*** Opening of The data ***

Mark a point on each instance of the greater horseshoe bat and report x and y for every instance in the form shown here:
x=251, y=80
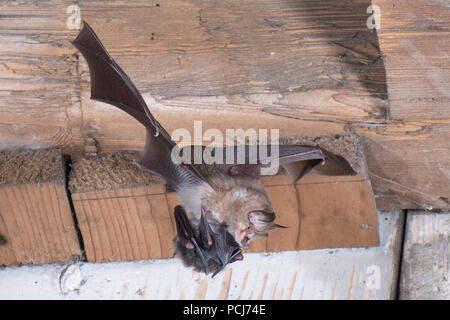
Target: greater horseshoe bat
x=228, y=204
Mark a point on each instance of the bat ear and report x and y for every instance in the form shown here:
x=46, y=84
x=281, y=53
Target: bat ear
x=277, y=226
x=204, y=229
x=185, y=232
x=261, y=218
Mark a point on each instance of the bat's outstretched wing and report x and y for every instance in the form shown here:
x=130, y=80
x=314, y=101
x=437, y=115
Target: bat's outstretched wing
x=110, y=84
x=297, y=160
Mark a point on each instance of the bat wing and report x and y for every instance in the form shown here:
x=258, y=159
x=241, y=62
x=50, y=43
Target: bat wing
x=297, y=160
x=110, y=84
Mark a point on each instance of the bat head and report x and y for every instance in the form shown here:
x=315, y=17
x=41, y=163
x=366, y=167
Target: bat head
x=243, y=205
x=207, y=247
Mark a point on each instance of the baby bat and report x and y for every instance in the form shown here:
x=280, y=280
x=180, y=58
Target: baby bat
x=228, y=204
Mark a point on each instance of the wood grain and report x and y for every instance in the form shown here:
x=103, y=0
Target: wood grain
x=425, y=270
x=36, y=223
x=214, y=62
x=135, y=223
x=409, y=164
x=352, y=273
x=414, y=41
x=39, y=81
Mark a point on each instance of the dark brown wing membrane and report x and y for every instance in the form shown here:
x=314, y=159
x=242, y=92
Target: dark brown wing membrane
x=110, y=84
x=297, y=160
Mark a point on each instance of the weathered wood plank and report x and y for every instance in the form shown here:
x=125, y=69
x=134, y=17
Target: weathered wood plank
x=36, y=224
x=414, y=41
x=409, y=164
x=39, y=80
x=425, y=270
x=358, y=273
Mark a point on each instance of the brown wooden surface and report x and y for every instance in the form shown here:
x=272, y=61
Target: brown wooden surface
x=137, y=223
x=426, y=257
x=414, y=38
x=36, y=224
x=309, y=68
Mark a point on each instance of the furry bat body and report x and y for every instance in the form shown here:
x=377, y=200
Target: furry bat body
x=229, y=205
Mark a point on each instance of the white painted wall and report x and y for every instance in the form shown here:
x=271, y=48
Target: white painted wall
x=358, y=273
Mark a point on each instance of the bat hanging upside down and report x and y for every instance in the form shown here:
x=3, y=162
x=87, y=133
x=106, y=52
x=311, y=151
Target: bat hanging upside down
x=228, y=204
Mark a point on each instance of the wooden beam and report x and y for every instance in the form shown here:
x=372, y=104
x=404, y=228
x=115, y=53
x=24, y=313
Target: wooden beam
x=414, y=40
x=425, y=270
x=36, y=224
x=39, y=80
x=214, y=62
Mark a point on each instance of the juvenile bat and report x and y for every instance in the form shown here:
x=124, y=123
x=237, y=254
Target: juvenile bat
x=228, y=204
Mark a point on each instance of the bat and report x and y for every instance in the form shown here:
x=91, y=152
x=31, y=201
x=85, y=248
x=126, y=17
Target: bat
x=228, y=205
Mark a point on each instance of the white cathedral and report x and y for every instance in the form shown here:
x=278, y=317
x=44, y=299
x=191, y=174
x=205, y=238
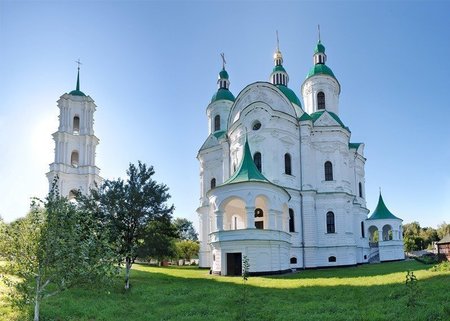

*** Close of The data ***

Exercise instructions
Would you please print only the lines running from the one with "Target: white painted wall" to the final line of the entries above, exactly as written and without pictures?

Result for this exercise
Target: white painted wall
x=358, y=273
Mark a point on each instance of the bat hanging upside down and report x and y for every instance in the form shown here:
x=3, y=162
x=87, y=133
x=106, y=52
x=311, y=151
Target: bat hanging upside down
x=228, y=204
Mark a point on each instance of the wooden beam and report x and y for every instance in the form shown here:
x=372, y=104
x=404, y=228
x=115, y=53
x=24, y=313
Target: wooden beam
x=414, y=40
x=425, y=270
x=36, y=224
x=39, y=80
x=214, y=62
Mark a point on each instance of the juvenile bat and report x and y for every instance in the form shown here:
x=124, y=123
x=237, y=254
Target: juvenile bat
x=228, y=204
Mark a point on each instance of the bat and report x and y for every instance in the form shown here:
x=91, y=152
x=31, y=201
x=85, y=248
x=126, y=17
Target: bat
x=228, y=205
Mark a point on each instance of the white cathedral and report x and y for every instance in the form shown here:
x=278, y=317
x=44, y=299
x=191, y=174
x=205, y=238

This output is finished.